** What to produce **
Copy the passage of the accidentally quadratic post starting with "We know that" and going on through "insert in O(1).", word for word.

** Selected extract **
Accidentally Quadratic

Accidentally Quadratic (with Lists). #

Certain computations can be conveniently be expressed as for each item do something. Sometimes it’s a trap. If it’s obvious that the complexity of the total calculation is linear (or N log(N)), then this conceptually easy approach can turn accidentally quadratic if the “something” doesn’t run in constant (or logarithmic) time. A typical example is concatenating strings as follows:

ret = ""
for s in strings:
  ret = ret + s
return ret;

Because ret slowly grows on each iteration, each concatenation is linear in the sum of ret and s. Therefore, if len(strings) is big and the longest string in strings is short, the operation is quadratic. Obviously, it can be done in linear time, if one preallocates sum(len(s) for s in strings) and then copies each s to its place in the output buffer.

It’s slightly vicious because:

ret = []
for s in strings:
  for c in s:
      ret.append(c)

is not (typically) accidentally quadratic. In Python it’s linear, because we can append to a list in O(1). In C++ if [] is an std::vector, it’s also linear because of how a vector grows by doubling it’s capacity.

The HighFive Variant. #

In HDF5 a dataset is a multi-dimensional array, e.g. size [n0, ..., nN]. Using regular hyperslabs, one can select regular sub-regions, i.e. the product of intervals, or more simply put “rectangles”. One can then select arbitrary parts of the dataset by computing the union of regular sub-regions. It’s not important consider that they could overlap.

We know that HDF5 stores the selection as a sorted list of regular hyperslabs. Which is great because if it’s sorted we can use bisection to find where we need to insert the new sub-region in O(log(N)) and because it’s a list we can insert in O(1).

The fallacy: lists don’t have random access. Hence, unless they support something like skip-lists (which HDF5 doesn’t), bisection doesn’t work and instead it’s O(N) to find the location to insert the item.

Overall, iteratively computing the union of regular hyperslabs takes O(N**2).

The Fix. #

The pragmatic way of avoiding the issue is by learning that HDF5 supports computing the union of two arbitrarily complex hyperslabs via H5Scombine_select. This opens up the path for divide and conquer.

We’re belabouring the point too much already, but here’s the commit that implements the change in HighFive.

** Material supplied **
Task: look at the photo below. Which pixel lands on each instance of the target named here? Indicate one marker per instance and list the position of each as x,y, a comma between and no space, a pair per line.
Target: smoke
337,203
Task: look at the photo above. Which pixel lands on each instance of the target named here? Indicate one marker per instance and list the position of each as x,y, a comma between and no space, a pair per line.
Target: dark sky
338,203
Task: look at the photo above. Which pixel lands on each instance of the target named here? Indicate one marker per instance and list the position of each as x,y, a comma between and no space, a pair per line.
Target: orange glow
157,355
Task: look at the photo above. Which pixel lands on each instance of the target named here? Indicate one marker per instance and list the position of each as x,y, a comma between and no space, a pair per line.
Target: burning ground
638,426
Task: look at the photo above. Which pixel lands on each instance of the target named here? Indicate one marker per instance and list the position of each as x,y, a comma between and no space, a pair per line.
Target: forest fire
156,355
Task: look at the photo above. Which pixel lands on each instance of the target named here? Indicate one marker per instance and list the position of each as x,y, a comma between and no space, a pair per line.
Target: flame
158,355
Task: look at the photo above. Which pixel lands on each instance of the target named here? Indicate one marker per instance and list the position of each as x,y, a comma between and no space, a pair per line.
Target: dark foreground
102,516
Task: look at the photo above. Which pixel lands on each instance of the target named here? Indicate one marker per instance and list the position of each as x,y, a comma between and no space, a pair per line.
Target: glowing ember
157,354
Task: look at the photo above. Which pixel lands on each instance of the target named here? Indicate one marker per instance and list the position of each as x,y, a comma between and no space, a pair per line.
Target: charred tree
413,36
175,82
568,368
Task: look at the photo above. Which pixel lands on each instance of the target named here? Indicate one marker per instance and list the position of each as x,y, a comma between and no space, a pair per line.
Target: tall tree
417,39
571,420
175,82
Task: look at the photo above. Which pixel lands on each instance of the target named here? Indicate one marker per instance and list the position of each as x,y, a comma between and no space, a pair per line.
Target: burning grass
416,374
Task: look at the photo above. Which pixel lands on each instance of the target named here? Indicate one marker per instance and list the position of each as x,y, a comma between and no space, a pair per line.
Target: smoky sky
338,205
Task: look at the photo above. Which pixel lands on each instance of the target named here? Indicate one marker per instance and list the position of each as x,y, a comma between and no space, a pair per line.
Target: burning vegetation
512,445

** Response below **
We know that HDF5 stores the selection as a sorted list of regular hyperslabs. Which is great because if it’s sorted we can use bisection to find where we need to insert the new sub-region in O(log(N)) and because it’s a list we can insert in O(1).